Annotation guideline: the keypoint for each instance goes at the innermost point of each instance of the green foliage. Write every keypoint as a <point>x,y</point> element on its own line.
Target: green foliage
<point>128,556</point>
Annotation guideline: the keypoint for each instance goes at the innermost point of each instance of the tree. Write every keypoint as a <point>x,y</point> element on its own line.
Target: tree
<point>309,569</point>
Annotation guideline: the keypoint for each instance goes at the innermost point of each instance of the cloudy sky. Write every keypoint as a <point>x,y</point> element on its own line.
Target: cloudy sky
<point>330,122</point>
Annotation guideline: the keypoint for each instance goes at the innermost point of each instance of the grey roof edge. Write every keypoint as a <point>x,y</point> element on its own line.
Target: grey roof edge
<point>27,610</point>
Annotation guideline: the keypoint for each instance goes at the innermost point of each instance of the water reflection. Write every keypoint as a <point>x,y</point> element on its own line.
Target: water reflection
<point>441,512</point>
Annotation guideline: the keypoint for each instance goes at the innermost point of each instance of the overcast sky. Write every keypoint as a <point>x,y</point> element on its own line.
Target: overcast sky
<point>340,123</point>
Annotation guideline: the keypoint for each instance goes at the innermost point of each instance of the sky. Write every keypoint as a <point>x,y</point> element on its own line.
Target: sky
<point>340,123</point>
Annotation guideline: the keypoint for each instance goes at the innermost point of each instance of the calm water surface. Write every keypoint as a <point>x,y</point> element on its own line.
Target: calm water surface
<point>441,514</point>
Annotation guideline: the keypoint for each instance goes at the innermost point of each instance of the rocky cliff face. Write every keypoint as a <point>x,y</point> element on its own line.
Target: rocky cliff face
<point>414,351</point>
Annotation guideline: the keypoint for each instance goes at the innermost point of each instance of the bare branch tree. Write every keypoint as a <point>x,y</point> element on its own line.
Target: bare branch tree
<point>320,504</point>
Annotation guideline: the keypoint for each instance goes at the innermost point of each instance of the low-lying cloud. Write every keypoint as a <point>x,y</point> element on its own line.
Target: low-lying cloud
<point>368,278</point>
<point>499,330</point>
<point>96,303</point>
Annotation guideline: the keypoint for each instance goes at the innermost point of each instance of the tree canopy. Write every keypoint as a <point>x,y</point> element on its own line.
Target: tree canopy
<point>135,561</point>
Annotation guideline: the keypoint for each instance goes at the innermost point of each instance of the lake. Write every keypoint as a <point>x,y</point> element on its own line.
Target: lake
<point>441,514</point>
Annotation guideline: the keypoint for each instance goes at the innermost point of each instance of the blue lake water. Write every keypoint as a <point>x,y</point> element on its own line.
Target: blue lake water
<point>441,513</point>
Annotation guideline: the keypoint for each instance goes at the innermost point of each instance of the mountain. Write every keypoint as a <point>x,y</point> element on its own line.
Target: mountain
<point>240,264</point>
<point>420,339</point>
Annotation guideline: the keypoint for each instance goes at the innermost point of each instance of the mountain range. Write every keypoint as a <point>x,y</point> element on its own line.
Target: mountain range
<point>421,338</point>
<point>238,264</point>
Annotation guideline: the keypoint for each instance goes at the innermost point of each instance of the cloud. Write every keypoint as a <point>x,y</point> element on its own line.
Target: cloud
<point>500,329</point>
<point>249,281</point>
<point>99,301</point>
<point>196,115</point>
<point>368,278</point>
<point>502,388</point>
####
GIVEN EXERCISE:
Rewrite all of the entries above, changing "Target" to "Object" and leaving everything else the same.

TASK OUTPUT:
Annotation guideline: the keypoint for each instance goes at the innermost point of each instance of the green foliage. Write every keypoint as a <point>x,y</point> element on its own line.
Object: green foliage
<point>128,556</point>
Annotation guideline: the keypoint for each instance goes at the innermost point of each instance of the tree. Write every keypoint as a <point>x,y</point> element on its own line.
Object: tree
<point>309,569</point>
Annotation guideline: the keypoint for each instance goes at the innermost point of each instance of the cloudy sky. Write every keypoint as a <point>x,y</point> element on its own line.
Object: cloudy sky
<point>330,122</point>
Annotation guideline: the keypoint for each instance goes at the innermost point of each instance of the grey roof edge. Write every keypoint as a <point>x,y</point> element on its own line.
Object: grey roof edge
<point>27,610</point>
Annotation guideline: the keypoint for each instance goes at the innermost point of each instance of the water reflection. Write every keypoint as a <point>x,y</point> element on its own line.
Object: water reflection
<point>441,512</point>
Annotation guideline: the keypoint for each instance goes at the innermost point of each instance of the overcast sky. Write every keypoint as a <point>x,y</point> element on its own line.
Object: overcast sky
<point>340,123</point>
Annotation guideline: the keypoint for each instance goes at the innermost point of each instance of the sky. Write every keypoint as a <point>x,y</point> element on its own line.
Object: sky
<point>340,123</point>
Annotation guideline: the keypoint for each instance goes at the innermost point of each instance of the calm water surface. Write every keypoint as a <point>x,y</point> element on its own line.
Object: calm water surface
<point>441,514</point>
Annotation guideline: the keypoint for each instance goes at the innermost point of each instance of the rocky cliff face. Write every keypoint as a <point>x,y</point> element on its own line.
Object: rocky cliff face
<point>414,351</point>
Annotation guideline: the keypoint for each instance goes at the innermost point of each instance of the bare branch tree. Write every keypoint as a <point>x,y</point> element on its own line.
Object: bare branch tree
<point>320,504</point>
Annotation guideline: the keypoint for each instance goes at the innermost point of each instance of the low-lying cloud. Write every keypoint as a <point>x,y</point> element on its own line.
Object: low-lying cloud
<point>368,278</point>
<point>499,330</point>
<point>96,303</point>
Annotation guideline: the keypoint for each instance goes at the innermost point of each instance of the tree canopy. Write every keypoint as a <point>x,y</point> element on its own line.
Object: tree canopy
<point>135,561</point>
Annotation guideline: the keypoint for each instance goes at the innermost point of each instance of the lake. Write every keypoint as a <point>x,y</point> element on its own line.
Object: lake
<point>441,514</point>
Annotation guideline: the keypoint for each instance goes at the innermost point of each instance of the blue lake water. Write every keypoint as a <point>x,y</point> element on its own line.
Object: blue lake water
<point>441,513</point>
Annotation guideline: the keypoint for each instance goes at the innermost point of each instance of the mountain. Write every keypoint as a <point>x,y</point> element on its own line.
Object: mountain
<point>240,264</point>
<point>420,339</point>
Annotation guideline: the keypoint for each instance goes at the innermost point of each instance of the mountain range. Write every keypoint as a <point>x,y</point> element on its own line.
Object: mountain range
<point>421,338</point>
<point>238,264</point>
Annotation guideline: the keypoint for each instance goes at the innermost point of each instance of the cloud. Write every keypoint as a <point>x,y</point> element on its own line.
Object: cloud
<point>500,329</point>
<point>249,281</point>
<point>99,301</point>
<point>196,115</point>
<point>368,278</point>
<point>502,388</point>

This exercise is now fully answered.